### Texto del ejercicio
•••••

Grupo de falacias que desvían la atención del asunto que se discute hacia la persona del adversario o sus circunstancias. Cuando se trata, como es habitual, de sostener afirmaciones indemostrables
o decisiones basadas en conjeturas, cobra extraordinario valor persuasivo el
prestigio de la persona que da el consejo o hace la propuesta. En los casos
dudosos (es decir, en la mayoría), concedemos la razón con más facilidad a
aquellos en quienes confiamos, sean médicos, asesores fiscales, fabricantes de
quesitos en porciones, o políticos. Más del
80% de la persuasión nace de la
confianza que inspire el consejero. Un razonamiento que procede de gente sin
fama y el mismo, pero que viene de gente famosa, no tienen igual fuerza.[1] Ahí radica la fortaleza de un político, pero también su punto vulnerable.
La difamación es tan frecuente en la vida pública porque los políticos comprenden
instintivamente la necesidad de arruinar el crédito moral de sus adversarios.

•••••

### Datos del ejercicio

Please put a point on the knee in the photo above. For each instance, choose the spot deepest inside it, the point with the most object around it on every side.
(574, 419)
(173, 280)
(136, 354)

•••••

### Qué harás
1 - Según el texto sobre las falacias, ¿qué porcentaje de la persuasión nace de la confianza que inspira el consejero?
2 - Copia del texto sobre las falacias el fragmento que arranca con las palabras que contienen "La difamación es" y acaba en "de sus adversarios.".

### Soluciones
1 - Más del 80%.

2 -
La difamación es tan frecuente en la vida pública porque los políticos comprenden
instintivamente la necesidad de arruinar el crédito moral de sus adversarios.